Sanzhar est un artiste plasticien kazakh 

par Alain Cardenas-Castro et Christophe Comentale

« Sanzhar est un artiste plasticien kazakh ». Ainsi commence la fiche biographique traduite en français sur cet artiste plasticien. On apprend aussi assez vite que son travail apporte autant d’attention à la gravure sur pierre qu’aux graphiques stellaires. Est-il pour autant archéologue ? Rêve-t-il de maçonner l’univers ? C’est, en tout cas un devin. Sa pratique de la contemplation intérieure y fait songer, ses images étant tracées en une suite de points. Des points perçus comme les marqueurs initiaux de l’espace et du temps. Il semble que ce sportif soit en phase avec l’univers qui le borde, le protège et l’entoure. Le corps, l’âme, l’univers, autant de pôles antithétiques mais complémentaires aussi.

Sanzhar Zhubanov est né en 1967 à Almaty (Алматы), ancienne capitale du Kazakhstan de 1929 à 1997, ville située au centre de l’Eurasie, dans la partie sud-est de la république du Kazakhstan, au nord de la chaîne de montagne des Tianshan ou Monts célestes si denses en légendes de toutes sortes, en tout cas, lieux où les divinités diverses aiment à se réunir. Almaty [la ville des pommes] est entourée de forêts ou croît ce fruit, le Malus sieversii, en cohabitation avec d’autres espèces de pommes sauvages.

### Matériel de travail
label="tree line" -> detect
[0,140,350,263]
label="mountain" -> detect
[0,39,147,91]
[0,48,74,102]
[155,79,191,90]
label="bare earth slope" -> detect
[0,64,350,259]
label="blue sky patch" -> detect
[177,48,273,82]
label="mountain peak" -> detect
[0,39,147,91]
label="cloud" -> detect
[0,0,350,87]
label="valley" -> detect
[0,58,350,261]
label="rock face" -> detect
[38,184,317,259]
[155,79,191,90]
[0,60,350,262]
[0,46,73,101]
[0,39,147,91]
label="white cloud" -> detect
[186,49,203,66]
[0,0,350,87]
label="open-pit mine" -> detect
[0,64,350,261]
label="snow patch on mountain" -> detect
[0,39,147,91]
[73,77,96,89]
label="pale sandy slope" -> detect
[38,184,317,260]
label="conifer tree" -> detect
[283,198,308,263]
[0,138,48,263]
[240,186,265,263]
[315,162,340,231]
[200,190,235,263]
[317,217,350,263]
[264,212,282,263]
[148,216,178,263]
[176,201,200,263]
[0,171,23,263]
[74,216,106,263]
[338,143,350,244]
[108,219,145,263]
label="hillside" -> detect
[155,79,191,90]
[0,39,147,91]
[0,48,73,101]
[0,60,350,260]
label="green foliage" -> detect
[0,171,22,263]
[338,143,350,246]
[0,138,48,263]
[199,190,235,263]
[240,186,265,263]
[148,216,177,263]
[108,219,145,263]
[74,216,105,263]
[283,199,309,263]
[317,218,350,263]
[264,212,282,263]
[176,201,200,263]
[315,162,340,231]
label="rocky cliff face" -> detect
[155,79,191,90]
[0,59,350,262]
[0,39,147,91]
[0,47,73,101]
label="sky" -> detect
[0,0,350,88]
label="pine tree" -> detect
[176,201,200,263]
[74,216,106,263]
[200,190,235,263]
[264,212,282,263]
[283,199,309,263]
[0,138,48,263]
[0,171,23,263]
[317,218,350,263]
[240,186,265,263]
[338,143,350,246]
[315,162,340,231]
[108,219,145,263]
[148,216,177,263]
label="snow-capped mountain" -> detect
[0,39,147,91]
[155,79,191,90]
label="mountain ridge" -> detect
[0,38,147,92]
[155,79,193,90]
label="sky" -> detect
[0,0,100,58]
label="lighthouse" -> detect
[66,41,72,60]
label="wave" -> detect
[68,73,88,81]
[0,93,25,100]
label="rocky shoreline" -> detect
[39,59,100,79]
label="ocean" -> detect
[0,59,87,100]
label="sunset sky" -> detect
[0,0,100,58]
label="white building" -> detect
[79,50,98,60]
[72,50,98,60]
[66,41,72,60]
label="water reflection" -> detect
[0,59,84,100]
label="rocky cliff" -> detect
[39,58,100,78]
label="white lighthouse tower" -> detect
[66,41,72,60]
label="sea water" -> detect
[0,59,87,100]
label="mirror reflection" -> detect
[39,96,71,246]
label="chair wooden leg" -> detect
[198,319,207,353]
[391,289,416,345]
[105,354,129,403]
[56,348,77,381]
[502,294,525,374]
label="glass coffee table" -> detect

### Consignes écrites
A) Pouvez-vous recopier l'extrait entre « par Alain Cardenas-Castro » et « mais complémentaires aussi. », bornes incluses, en y remplaçant « univers » par « cosmos » ?
B) Pourriez-vous recopier les enregistrements, libellés demandés compris, depuis leur début jusqu'à la ligne contenant « [0,58,350,261] » incluse, en décalant de 100 chaque coordonnée des cadres donnés en réponse, et seulement ces lignes ?
L'extrait et les enregistrements forment deux matériaux distincts.

### Réponses finales
A)
par Alain Cardenas-Castro et Christophe Comentale

« Sanzhar est un artiste plasticien kazakh ». Ainsi commence la fiche biographique traduite en français sur cet artiste plasticien. On apprend aussi assez vite que son travail apporte autant d’attention à la gravure sur pierre qu’aux graphiques stellaires. Est-il pour autant archéologue ? Rêve-t-il de maçonner l’cosmos ? C’est, en tout cas un devin. Sa pratique de la contemplation intérieure y fait songer, ses images étant tracées en une suite de points. Des points perçus comme les marqueurs initiaux de l’espace et du temps. Il semble que ce sportif soit en phase avec l’cosmos qui le borde, le protège et l’entoure. Le corps, l’âme, l’cosmos, autant de pôles antithétiques mais complémentaires aussi.

B)
label="tree line" -> detect
[100,240,450,363]
label="mountain" -> detect
[100,139,247,191]
[100,148,174,202]
[255,179,291,190]
label="bare earth slope" -> detect
[100,164,450,359]
label="blue sky patch" -> detect
[277,148,373,182]
label="mountain peak" -> detect
[100,139,247,191]
label="cloud" -> detect
[100,100,450,187]
label="valley" -> detect
[100,158,450,361]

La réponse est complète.